> **Tugas Anda**:
[1] Jawablah pertanyaan berikut berdasarkan teks tentang pembelajaran daring.
(a) Berapa persen anak didik yang dicatat LPAI mengalami depresi karena belajar secara daring?
(b) Kak Seto mengibaratkan gadget seperti apa?
(c) Pada hari dan tanggal berapa Kak Seto menyampaikan pernyataannya?
[2] Salinlah dengan tepat bagian teks tentang pembelajaran daring dari "Kak Seto juga" sampai "dengan tugas-tugas rumit.".

Kak Seto.
|
PEKANBARU (CAKAPLAH) - Lembaga Perlindungan Anak Indonesia (LPAI) mencatat 33 persen anak didik mengalami depresi karena belajar melalui sistem online atau daring.
Ketua Umum LPAI, Seto Mulyadi atau yang lebih dikenal dengan Kak Seto mengatakan hal ini terjadi karena kurikulum yang digunakan dalam pembelajaran online masih belum ramah anak.
"Kurikulum sekolah daring sama seperti sekolah robot dan cenderung membuat banyak anak-anak menjadi depresi," kata Kak Seto, Jumat (24/9/2021).
Lanjut Kak Seto, akibat mengalami depresi gara-gara menjalankan pembelajaran secara online, 2 hingga 3 anak lebih memilih untuk mengakhiri hidupnya.
Kak Seto menyebut, kurikulum ramah anak seharusnya dikedepankan dalam proses belajar mengajar secara daring di tengah pandemi Covid-19.
"Situasi yang dihadapi saat ini benar – benar berbeda 180 derajat. Jika sebelumnya anak-anak sekolah tidak boleh bermain gadget, saat pandemi justru anak-anak tidak boleh bersekolah dan harus memegang gadget untuk sekolah daring," jelasnya.
Satu sisi gadget ini diibaratkan oleh Kak Seto seperti halnya sebuah mata pisau atau gunting. Jika keduanya dipakai untuk hal yang positif maka hasilnya juga akan positif. Begitu juga dengan sebaliknya.
Kak Seto juga mendorong agar pemerintah dan pihak sekolah sebaiknya menciptakan kurikulum ramah anak dalam proses belajar mengajar secara daring.
Yang dimaksud kurikulum ramah anak itu menurut Kak Seto adalah lebih mengedepankan etika dan estetika dalam berkehidupan serta tidak memberikan tekanan-tekanan kepada siswa dengan tugas-tugas rumit.
"Serta tidak memberikan target-target lulus atau tidak lulus, pola seperti itu sebaiknya dikesampingkan terlebih dahulu di tengah situasi seperti ini,” tutupnya.

> **Data yang Disediakan**:
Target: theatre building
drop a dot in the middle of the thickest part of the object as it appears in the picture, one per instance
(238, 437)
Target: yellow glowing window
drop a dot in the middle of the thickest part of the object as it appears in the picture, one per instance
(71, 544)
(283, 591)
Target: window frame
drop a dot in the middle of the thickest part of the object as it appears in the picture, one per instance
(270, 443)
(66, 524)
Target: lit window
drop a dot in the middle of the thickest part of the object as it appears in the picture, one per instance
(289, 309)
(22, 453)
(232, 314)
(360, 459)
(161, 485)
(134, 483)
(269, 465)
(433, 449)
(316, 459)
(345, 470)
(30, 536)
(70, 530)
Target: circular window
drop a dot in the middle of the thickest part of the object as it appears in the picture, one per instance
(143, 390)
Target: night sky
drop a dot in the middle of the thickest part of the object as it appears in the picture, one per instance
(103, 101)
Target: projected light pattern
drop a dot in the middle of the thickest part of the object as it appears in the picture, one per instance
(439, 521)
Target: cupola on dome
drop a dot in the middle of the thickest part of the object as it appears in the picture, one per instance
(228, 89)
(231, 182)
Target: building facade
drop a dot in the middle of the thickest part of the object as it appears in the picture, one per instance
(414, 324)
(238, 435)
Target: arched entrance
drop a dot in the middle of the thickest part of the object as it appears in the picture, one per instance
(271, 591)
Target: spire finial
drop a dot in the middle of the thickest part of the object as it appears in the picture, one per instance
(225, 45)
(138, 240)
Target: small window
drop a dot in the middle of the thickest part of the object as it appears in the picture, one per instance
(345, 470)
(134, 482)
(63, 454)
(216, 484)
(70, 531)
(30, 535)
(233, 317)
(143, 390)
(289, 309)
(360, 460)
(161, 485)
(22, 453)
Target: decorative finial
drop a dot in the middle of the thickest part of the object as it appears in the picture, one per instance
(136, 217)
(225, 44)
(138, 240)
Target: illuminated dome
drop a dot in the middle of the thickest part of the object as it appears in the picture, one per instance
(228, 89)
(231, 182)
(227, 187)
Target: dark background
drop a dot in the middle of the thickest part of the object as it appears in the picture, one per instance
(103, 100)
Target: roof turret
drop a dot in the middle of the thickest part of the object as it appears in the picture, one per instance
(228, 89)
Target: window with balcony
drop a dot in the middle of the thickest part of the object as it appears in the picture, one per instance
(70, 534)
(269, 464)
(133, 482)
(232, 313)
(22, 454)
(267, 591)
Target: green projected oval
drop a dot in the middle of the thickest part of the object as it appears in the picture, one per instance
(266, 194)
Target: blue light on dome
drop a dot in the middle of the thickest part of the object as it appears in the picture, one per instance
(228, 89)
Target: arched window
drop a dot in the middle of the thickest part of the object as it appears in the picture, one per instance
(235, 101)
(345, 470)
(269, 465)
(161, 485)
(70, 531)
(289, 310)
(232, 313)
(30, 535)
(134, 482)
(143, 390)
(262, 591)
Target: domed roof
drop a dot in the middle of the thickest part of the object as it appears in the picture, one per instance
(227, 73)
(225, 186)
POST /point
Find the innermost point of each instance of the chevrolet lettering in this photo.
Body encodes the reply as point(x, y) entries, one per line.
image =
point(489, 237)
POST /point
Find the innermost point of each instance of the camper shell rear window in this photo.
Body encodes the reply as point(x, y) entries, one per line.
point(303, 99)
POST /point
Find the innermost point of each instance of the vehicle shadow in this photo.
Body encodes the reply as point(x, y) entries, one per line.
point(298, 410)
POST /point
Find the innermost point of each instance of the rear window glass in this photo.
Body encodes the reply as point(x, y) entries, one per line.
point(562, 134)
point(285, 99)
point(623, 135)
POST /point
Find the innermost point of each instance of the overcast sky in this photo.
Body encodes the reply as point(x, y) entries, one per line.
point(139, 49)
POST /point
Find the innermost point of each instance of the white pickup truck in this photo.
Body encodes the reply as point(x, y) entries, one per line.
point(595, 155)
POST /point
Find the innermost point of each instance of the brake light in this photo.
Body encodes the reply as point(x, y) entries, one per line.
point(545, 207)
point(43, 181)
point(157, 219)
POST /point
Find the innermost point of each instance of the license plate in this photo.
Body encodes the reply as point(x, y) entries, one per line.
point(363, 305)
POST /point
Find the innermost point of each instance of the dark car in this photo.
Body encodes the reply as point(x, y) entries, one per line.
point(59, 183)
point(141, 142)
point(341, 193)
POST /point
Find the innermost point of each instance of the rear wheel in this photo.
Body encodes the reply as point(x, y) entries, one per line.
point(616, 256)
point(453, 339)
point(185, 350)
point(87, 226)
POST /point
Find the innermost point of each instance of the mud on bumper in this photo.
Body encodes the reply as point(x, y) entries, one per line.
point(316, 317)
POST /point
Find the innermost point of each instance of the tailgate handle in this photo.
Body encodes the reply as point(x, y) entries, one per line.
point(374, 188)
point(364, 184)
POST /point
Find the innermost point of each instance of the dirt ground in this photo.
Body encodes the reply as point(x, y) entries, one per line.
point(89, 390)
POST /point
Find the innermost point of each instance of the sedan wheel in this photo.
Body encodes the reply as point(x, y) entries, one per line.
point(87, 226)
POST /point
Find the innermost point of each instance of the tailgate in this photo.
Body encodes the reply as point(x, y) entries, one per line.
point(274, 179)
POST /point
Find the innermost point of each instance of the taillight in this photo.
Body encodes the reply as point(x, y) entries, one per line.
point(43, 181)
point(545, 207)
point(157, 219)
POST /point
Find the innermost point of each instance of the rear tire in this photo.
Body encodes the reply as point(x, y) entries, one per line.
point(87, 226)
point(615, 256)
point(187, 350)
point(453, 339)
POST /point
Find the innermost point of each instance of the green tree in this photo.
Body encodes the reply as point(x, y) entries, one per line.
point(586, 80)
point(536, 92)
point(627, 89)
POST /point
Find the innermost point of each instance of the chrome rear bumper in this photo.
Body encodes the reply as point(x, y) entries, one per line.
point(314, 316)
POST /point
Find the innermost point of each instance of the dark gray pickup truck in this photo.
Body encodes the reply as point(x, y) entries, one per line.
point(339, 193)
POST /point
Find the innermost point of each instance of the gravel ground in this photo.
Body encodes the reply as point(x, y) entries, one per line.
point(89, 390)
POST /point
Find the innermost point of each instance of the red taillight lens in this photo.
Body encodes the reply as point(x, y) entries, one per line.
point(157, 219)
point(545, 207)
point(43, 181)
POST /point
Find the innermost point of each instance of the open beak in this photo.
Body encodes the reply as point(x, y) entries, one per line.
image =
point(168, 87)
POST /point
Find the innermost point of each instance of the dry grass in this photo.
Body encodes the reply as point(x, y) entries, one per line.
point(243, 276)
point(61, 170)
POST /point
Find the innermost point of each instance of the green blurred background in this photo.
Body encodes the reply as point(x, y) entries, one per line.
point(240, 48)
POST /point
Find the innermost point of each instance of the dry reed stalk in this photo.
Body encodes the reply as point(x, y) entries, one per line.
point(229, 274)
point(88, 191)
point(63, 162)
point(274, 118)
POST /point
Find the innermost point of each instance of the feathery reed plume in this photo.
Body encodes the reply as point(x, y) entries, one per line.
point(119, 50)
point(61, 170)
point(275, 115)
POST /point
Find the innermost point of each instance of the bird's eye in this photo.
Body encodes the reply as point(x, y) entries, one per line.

> **Kunci Jawaban**:
[1]
(a) 33 persen.
(b) Seperti sebuah mata pisau atau gunting.
(c) Jumat, 24 September 2021 (24/9/2021).

[2]
Kak Seto juga mendorong agar pemerintah dan pihak sekolah sebaiknya menciptakan kurikulum ramah anak dalam proses belajar mengajar secara daring.
Yang dimaksud kurikulum ramah anak itu menurut Kak Seto adalah lebih mengedepankan etika dan estetika dalam berkehidupan serta tidak memberikan tekanan-tekanan kepada siswa dengan tugas-tugas rumit.